(SUPPLIED TEXT):
Ethiopian and Somaliland government officials convened in the Ethiopian Somali state capital Jigjiga on 26 December in a bid to de-escalate tensions, at a meeting chaired by Somali region president Hussein Hashi. The Ethiopian national government delegation was led by Federal Police Commissioner General Demelash Gebremichael, who was said to present evidence of Somaliland military involvement in the clashes and demanded that the Somalian army withdraw from the border area. The Ethiopian National Defense Force (ENDF) was reportedly deployed to the Harshin to re-assert order and drive away the attackers.

== Reactions ==
=== Somaliland government ===
The government of Somaliland publicly condemned the assault and characterized it as a massacre of Isaaq communities by Somali Region forces. Somaliland's Minister of Internal Security, Abdalle Maxamed Carab (alternatively spelled as "Mohamed Arab") declared that the attack by these forces "violate human rights and governance principles", while alleging that traditional elders from Somaliland had been abducted and/or killed while attempting to mediate. Somaliland President Abdirahman Abdillahi Irro condemned the violence and stressed the need for accountability, while attending the funerals of attack victims.

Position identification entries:
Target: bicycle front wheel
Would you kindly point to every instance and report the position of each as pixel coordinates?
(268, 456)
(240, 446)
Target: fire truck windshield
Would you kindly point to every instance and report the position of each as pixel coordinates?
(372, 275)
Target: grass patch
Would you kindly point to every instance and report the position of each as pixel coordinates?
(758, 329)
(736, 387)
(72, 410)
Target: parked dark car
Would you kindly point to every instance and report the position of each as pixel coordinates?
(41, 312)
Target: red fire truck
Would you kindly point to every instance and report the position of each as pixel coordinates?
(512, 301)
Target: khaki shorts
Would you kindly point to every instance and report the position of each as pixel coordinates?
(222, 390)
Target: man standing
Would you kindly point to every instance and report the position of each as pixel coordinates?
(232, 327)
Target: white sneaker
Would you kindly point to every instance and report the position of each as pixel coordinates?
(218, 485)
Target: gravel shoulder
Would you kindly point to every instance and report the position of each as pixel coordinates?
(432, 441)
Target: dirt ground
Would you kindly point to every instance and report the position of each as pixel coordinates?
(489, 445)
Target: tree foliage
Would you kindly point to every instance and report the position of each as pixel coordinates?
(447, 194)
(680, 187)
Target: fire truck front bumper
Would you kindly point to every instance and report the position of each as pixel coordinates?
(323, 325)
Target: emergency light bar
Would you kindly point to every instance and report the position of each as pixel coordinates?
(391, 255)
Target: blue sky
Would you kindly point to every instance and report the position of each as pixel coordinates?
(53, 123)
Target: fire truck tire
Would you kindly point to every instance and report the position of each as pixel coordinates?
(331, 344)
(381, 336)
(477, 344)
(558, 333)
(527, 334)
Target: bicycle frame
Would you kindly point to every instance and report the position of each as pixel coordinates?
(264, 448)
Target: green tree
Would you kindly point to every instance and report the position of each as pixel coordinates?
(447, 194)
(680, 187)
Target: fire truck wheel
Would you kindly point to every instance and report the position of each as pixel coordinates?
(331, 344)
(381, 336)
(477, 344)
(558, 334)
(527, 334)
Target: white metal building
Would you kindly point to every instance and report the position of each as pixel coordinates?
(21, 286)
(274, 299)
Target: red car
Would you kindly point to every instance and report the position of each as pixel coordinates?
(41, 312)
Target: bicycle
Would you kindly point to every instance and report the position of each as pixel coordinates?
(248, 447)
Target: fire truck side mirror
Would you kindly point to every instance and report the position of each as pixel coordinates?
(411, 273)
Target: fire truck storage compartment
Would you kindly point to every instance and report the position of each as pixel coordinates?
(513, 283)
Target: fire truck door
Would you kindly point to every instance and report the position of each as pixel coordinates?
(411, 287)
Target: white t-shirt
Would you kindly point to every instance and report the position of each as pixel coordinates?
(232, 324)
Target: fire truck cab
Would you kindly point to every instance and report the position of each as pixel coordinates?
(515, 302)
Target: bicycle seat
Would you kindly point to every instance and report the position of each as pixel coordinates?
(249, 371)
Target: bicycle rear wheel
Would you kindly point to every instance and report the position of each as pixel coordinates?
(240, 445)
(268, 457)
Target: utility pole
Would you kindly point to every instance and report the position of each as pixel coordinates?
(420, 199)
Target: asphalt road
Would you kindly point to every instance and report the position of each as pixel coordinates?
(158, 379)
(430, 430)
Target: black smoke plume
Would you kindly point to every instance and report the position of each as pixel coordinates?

(EXERCISE INSTRUCTIONS):
1 - Summarize the account of the Ethiopia–Somaliland border clashes in two sentences.
2 - Continue the account of the Ethiopia–Somaliland border clashes from its final sentence.

(THE RESULTS):
1 - Ethiopian and Somaliland officials met in Jigjiga on 26 December to de-escalate tensions, with Ethiopia's Federal Police Commissioner reportedly presenting evidence of Somaliland military involvement, and the Ethiopian National Defense Force was reportedly deployed to Harshin to restore order. Somaliland's government condemned the attack as a massacre of Isaaq communities by Somali Region forces, and its president called for accountability.

2 -
=== Regional and diaspora responses ===
Somali regional commentators and a number of Somaliland- and diaspora-based media published eyewitness accounts and op-eds condemning the killings and urging international human-rights organisations to investigate. An opinion piece by Abdirisaq Hassan appealed to Amnesty International to demand accountability from the Somali region authorities on account of reports of human rights abuses. The piece described the Dacawalay attack as part of a broader pattern of systematic abuses linked to clan politics in the Somali Region of Ethiopia.

=== Local civil society ===
At the time of immediate reporting, major international media coverage and official investigations were limited; several smaller human-rights groups and fact-finding teams from diaspora and regional NGOs compiled reports and called for independent investigation. One such fact-finding mission from the Inclusive and Integrated Development Organization (IIDO), a local Somaliland-based NGO, visited the affect areas day after the attack and accused the Liyu Police force and its commander, the president of the Somali state government Mustafe Cagjar, as being culpable for the violence. An op-ed by Abdirisaq Hassan in the Hargeisa-based Safaxi Media group urged Amnesty International and othe global human rights groups to hold the Ethiopian Somalia region authorities accountable for the attack, while Somaliland activists circulated a petition on Change.org to the International Court of Justice (ICJ) urging it to investigate the role of Cagjar's government.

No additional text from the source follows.